> **Short problem**
Update the spark ignition text between "Normal Kettering spark" and "more! That's ridiculous.", inclusive, changing "ignition cables" to "spark plug wires".

Even if you don't use the plasma ignition, there will be an automatic increase in combustion efficiency.

Normal Kettering spark ignition can be 0.01 (yes - 1/100th of 1% efficient) and the reason is because most of the energy that leaves the coil is lost in the line resistances in the ignition cables and spark plugs. This has been known and documented for ages. With only non-resistor plugs as an upgrade, you drastically increase the spark efficiency even if you keep the same cables. Plugs are commonly 5000 ohms or more! That's ridiculous.

I'm now waiting for my custom made ignition cables. I've seen the popular "performance" cables that claim to be low resistance at 300 ohms per foot. To me, that is crazy high resistance. The ones I'm having made will be close to 0 (ZERO) ohms per foot. So basically, with those and non-resistor plugs, I will have spark efficiency of around 99.xx% or so. That is 9900 TIMES increase above a typical Kettering Spark ignition that is commonly around 0.01% efficient.

If you use a scope to measure the voltage difference across a resistance of 6000 ohms, which would be minimum for a normal plug and cable series, that will tell you how much current you're getting. If the coil is 20,000 volts, you will have x voltage difference between the input end of the able and the tip of the spark plug electrode.

That current available is the electron current that moves from the ground electrode towards the center hv electrode in the opposite direction - that is the case if the HV polarity is + and opposite if it is negative. You can see that the left side of the Subaru ignition coil terminals get corroded but the right side to not, they're opposite polarity. Anyway, with 6000 ohms of resistance, the current available is pathetically puny.

> **Dataset content**
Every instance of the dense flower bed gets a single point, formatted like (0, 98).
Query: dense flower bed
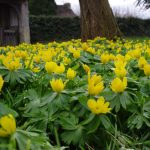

> **Exercise result**
Normal Kettering spark ignition can be 0.01 (yes - 1/100th of 1% efficient) and the reason is because most of the energy that leaves the coil is lost in the line resistances in the spark plug wires and spark plugs. This has been known and documented for ages. With only non-resistor plugs as an upgrade, you drastically increase the spark efficiency even if you keep the same cables. Plugs are commonly 5000 ohms or more! That's ridiculous.